- **TASK TO CARRY OUT**:
Pick up the forum thread on feed and minerals for pygmy goats right after its final sentence and carry it on.

- **SELECTED EXTRACT**:
※ ※ ※
5. Purina Cattle Mineral.... 50 lb bag
6 .Producers Pride General Purpose Mineral.. 50 lb bag
7. Manna Pro Goat Mineral.. 8lb bag

Thank you,
BJ & Debbie


----------



## naturalgoats (Jan 3, 2011)

GotmygoatMTJ said:


> ... who are a lot older than your babies.


Please correct me if i'm wrong but wouldn't a younger goat who was growing rapidly require more feed per pound than an older goat? obviously they might be still getting too much (I don't know about minis or does) but was just curious how much growth should be taken into account....
M.
p.s. I like the manna pro minerals!


----------



## liz (Oct 5, 2007)

NuMosaFarms said:


> Here we go,
> 
> I spent a few hours on the road today searching out all the goat food I could find..lol. It involved two different Tractor Supply stores and several feed stores. Below is listed what I was able to find. So which would be the right choice for our Pygmy's.
> 
> ...


Heres what I feed that is available at my local TSC... I feed Blue Seal Caprine Challenger BUT I have subbed with the DuMor goat Sweet feed.
I have also used the 8lb Manna Pro goat minerals....pricey for a small amount but it's got a high enough mineral content that goats need.
I've not heard of the Country Acres brand but if it's lower in price, compare the label with that of the DuMor and get it if the values are the same.
As far as how much feed...My babies get 1 cup of a mix of the Blue Seal, Calf Manna and Black oil sunflower seeds, 2x a day...at 4:30 am and again at 3:30 pm with alfalfa hay at both feedings and when suitable, all the browse they want. Your doelings are at a good weight for their age and it will seem as though they aren't growing over the next few months but they will have a growth spurt at around 9-10 months old. Decrease that grain amount, give them the freechoice loose mineral, plenty hay to replace the browse they lack and lots of love and they'll grow into healthy happy adults.


----------



## NuMosaFarms (Mar 26, 2012)

Hey Liz,

When you say give them "free choice loose minerals", you don't mean "all they can eat" do you? Especially when some of the minerals come in 5 lb or 8 lb bags. When I was looking at the feeding directions on some of the mineral bags, it was calling for very small amounts per head. I'm just trying to get a better understanding.

Thank you,
BJ & Debbie


----------



## naturalgoats (Jan 3, 2011)

Most people do feed minerals on an "all they want to eat" basis. I find my boys are good at regulating.. some days they don't want any others they are very enthusiastic... I just but out about 2-3 tblspoons (for two goats) at a time and refill when ever the bowl is empty...
※ ※ ※
- **RECORDED INFORMATION**:
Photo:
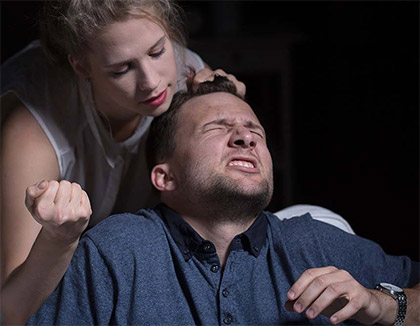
※ ※ ※
- **REPLY TO THE EXERCISE**:
M.


----------



## milk and honey (Oct 31, 2010)

I let my girls and the kids eat free choice minerals... they like the manna pro, but dont like purina. The up-ed their intake when they were pregnant and now while lactating, and the kids eat a fair amount too. I have to refill my container every other day!


----------



## liz (Oct 5, 2007)

Yes..."freechoice" means to place a mineral feeder where they can have access to all they need...not neccesarily want, goats are good at self regulating minerals, you will find that they will go through more mineral when you first put it out because they haven't had something they really need, they'll eat what they need then leave it, I find that mine go through more at certain times of year than others, for 5 does and 7 kids, my feeder holds 8lbs and it's lasted for 2 weeks...but I also have does in milk so their consumption is greater.


----------



## NuMosaFarms (Mar 26, 2012)

Been shopping...lol. I picked up a 50 lb bag of DuMor Goat Sweet Feed, a 20 lb bag of BOSS, and a 8 lb bag of Manna Pro Goat Minerals. After I get my goats initially switched over to the DuMor, I will probably then start adding the Calf Manna. Didn't want to give them too big of a change at one time. I really do appreciate all the responses and all the help. You people are great.

P.S. Liz.... out of a cup of the sweet feed, how much of that would be BOSS. I plan on giving my goats 50/50... half of their old feed and half of their new mix for at least a full week.

Thank you,
BJ & Debbie


----------



## liz (Oct 5, 2007)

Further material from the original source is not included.